Task to carry out: Select and copy every line in the listing that contains the word "knob".
::: Entries provided :::
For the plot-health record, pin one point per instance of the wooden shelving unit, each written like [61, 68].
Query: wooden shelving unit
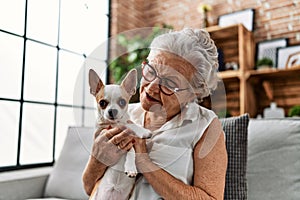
[249, 90]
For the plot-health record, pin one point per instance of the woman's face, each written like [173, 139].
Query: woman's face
[174, 68]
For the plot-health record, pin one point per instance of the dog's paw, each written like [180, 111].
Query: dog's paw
[131, 174]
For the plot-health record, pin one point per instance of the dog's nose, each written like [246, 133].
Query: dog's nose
[112, 113]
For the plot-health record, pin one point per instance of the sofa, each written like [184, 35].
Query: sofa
[263, 163]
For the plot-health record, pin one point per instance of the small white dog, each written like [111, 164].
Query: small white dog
[112, 102]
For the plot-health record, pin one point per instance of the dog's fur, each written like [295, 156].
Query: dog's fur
[112, 101]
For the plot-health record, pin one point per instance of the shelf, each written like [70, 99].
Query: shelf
[230, 74]
[274, 73]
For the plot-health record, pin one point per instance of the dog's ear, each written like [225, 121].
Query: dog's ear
[95, 82]
[130, 81]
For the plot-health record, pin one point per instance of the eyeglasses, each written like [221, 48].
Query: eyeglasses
[167, 86]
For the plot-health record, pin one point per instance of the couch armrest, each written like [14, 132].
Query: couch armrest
[22, 184]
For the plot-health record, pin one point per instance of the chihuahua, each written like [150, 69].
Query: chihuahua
[112, 103]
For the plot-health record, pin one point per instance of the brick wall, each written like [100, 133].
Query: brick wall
[273, 18]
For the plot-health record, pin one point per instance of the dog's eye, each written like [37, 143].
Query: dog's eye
[103, 104]
[122, 103]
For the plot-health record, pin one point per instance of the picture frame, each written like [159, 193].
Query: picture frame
[288, 57]
[245, 17]
[268, 49]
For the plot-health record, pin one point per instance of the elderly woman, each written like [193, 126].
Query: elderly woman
[186, 156]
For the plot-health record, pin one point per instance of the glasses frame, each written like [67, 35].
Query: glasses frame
[173, 90]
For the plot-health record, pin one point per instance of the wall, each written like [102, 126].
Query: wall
[273, 18]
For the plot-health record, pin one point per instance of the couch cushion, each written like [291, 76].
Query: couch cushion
[65, 181]
[236, 131]
[274, 159]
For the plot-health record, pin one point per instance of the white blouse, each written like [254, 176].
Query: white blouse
[173, 145]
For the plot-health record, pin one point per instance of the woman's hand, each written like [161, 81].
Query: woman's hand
[110, 144]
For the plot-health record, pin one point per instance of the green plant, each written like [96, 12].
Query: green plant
[264, 62]
[136, 52]
[294, 111]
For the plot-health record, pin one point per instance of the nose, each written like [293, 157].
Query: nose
[113, 113]
[154, 86]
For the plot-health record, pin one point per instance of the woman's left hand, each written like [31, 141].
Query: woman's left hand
[140, 145]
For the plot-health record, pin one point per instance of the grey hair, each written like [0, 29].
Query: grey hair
[197, 48]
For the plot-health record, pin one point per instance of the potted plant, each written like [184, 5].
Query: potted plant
[294, 111]
[264, 63]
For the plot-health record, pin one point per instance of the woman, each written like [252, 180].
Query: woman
[186, 156]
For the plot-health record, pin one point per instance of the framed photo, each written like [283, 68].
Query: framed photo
[268, 49]
[245, 17]
[288, 57]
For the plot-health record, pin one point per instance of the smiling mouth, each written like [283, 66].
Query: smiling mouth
[150, 98]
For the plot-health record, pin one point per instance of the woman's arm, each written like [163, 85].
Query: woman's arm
[93, 172]
[210, 163]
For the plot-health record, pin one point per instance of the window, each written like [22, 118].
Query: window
[46, 49]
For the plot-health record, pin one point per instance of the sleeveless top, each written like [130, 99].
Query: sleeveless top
[173, 145]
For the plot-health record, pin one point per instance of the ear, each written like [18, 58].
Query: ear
[130, 81]
[95, 82]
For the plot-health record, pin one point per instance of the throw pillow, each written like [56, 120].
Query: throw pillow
[65, 181]
[236, 132]
[274, 159]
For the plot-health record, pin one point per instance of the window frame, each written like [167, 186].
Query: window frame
[55, 104]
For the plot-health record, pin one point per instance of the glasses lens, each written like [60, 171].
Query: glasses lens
[168, 86]
[149, 72]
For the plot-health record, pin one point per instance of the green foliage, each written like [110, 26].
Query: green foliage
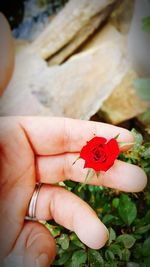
[146, 24]
[142, 87]
[126, 215]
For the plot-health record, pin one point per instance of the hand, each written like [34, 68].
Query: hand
[43, 149]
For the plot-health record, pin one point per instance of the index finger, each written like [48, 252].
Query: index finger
[52, 135]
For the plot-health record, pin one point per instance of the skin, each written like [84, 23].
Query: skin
[43, 149]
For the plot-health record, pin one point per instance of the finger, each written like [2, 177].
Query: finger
[6, 53]
[36, 246]
[122, 176]
[73, 213]
[59, 135]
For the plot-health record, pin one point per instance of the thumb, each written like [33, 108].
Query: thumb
[35, 247]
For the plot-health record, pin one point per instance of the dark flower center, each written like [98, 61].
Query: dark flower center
[98, 154]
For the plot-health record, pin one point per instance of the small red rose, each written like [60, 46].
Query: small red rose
[99, 154]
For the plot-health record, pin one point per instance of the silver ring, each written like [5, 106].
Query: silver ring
[33, 202]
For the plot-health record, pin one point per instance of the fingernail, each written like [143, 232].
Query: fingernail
[42, 261]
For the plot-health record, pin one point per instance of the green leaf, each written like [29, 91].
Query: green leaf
[146, 24]
[108, 218]
[63, 240]
[115, 202]
[116, 250]
[143, 229]
[78, 258]
[146, 247]
[63, 259]
[95, 258]
[142, 87]
[127, 240]
[127, 209]
[54, 230]
[132, 264]
[89, 175]
[112, 235]
[126, 254]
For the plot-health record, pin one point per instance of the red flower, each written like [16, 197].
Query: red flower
[100, 154]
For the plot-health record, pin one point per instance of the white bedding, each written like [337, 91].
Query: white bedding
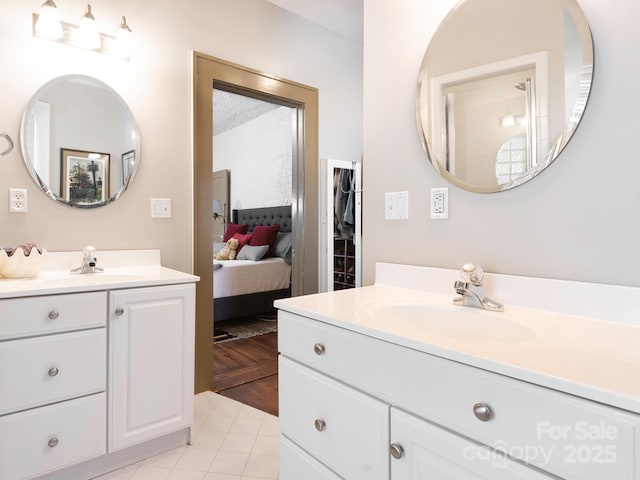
[240, 277]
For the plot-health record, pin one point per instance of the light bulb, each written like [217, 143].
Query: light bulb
[48, 24]
[123, 39]
[88, 36]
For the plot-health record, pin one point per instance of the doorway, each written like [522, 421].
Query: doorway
[304, 99]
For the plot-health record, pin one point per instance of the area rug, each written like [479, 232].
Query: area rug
[230, 330]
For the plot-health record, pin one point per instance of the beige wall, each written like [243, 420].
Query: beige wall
[579, 219]
[156, 84]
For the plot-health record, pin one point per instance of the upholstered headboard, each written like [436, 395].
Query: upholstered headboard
[280, 215]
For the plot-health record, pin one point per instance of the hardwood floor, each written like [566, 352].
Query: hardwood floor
[247, 371]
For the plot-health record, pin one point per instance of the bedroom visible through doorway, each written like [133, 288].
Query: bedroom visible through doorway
[209, 72]
[253, 153]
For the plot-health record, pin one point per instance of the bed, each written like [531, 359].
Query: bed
[243, 288]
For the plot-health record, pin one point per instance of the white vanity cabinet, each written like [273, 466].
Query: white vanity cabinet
[96, 371]
[446, 419]
[424, 450]
[151, 351]
[53, 371]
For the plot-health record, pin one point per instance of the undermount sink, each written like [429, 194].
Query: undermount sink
[463, 323]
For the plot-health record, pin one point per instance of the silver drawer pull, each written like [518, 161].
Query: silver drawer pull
[320, 425]
[396, 451]
[482, 412]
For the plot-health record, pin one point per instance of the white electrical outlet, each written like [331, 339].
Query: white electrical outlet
[439, 203]
[160, 208]
[17, 200]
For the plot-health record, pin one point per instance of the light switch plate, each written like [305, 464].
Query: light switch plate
[396, 205]
[160, 208]
[439, 203]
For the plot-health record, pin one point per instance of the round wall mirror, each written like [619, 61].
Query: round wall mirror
[502, 87]
[80, 141]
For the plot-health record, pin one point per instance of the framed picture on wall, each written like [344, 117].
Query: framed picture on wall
[85, 177]
[128, 162]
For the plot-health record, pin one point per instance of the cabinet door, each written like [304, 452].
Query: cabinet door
[431, 452]
[151, 347]
[296, 464]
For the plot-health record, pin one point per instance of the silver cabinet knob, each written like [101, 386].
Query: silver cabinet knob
[320, 424]
[396, 451]
[482, 412]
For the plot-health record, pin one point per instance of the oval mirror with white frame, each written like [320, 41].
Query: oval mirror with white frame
[80, 141]
[498, 74]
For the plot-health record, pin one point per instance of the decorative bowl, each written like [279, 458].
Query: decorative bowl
[22, 262]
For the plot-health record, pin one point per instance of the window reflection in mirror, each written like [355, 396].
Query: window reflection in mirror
[496, 69]
[80, 141]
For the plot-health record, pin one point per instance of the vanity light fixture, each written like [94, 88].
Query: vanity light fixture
[88, 35]
[123, 38]
[47, 25]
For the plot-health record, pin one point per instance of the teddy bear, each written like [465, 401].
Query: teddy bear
[229, 252]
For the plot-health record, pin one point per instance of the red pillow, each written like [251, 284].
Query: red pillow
[234, 228]
[264, 235]
[243, 239]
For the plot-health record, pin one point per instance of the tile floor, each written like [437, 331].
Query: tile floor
[231, 441]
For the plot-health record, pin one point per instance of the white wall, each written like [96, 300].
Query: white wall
[579, 219]
[157, 84]
[259, 156]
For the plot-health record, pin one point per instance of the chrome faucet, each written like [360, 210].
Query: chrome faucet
[89, 261]
[471, 290]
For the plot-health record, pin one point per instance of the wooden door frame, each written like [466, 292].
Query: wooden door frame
[206, 70]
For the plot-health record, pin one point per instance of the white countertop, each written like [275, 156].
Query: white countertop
[122, 269]
[592, 358]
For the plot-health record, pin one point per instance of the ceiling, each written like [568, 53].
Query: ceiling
[341, 16]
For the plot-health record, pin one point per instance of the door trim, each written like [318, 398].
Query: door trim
[206, 71]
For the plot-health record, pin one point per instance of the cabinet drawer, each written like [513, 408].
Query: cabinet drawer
[588, 441]
[344, 429]
[431, 452]
[296, 464]
[53, 437]
[28, 316]
[40, 370]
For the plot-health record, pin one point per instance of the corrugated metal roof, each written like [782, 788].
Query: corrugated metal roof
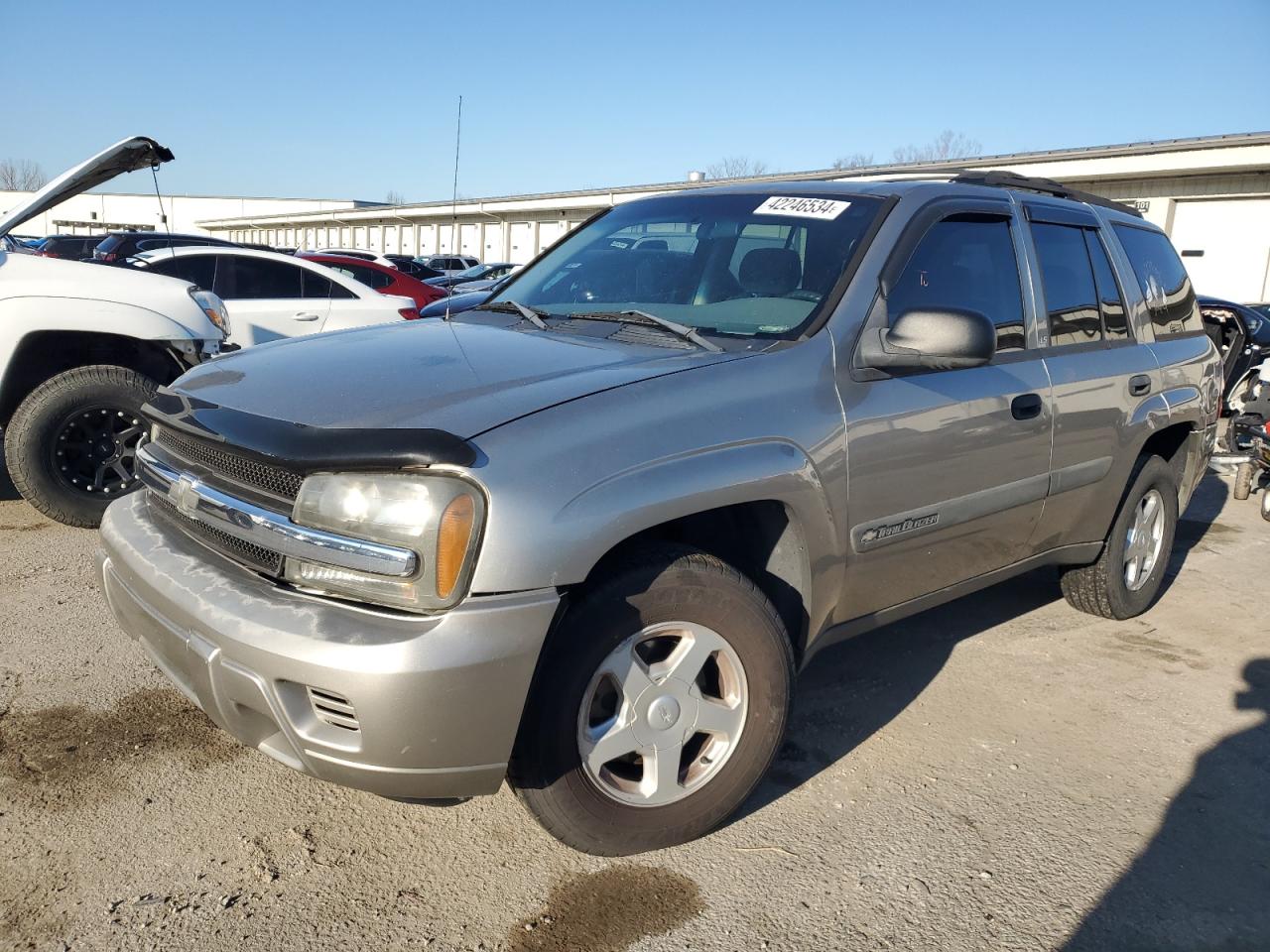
:::
Full output:
For the plot-health record, pin one point per instance of the silver cabinet knob, each written like [101, 386].
Query: silver cabinet knob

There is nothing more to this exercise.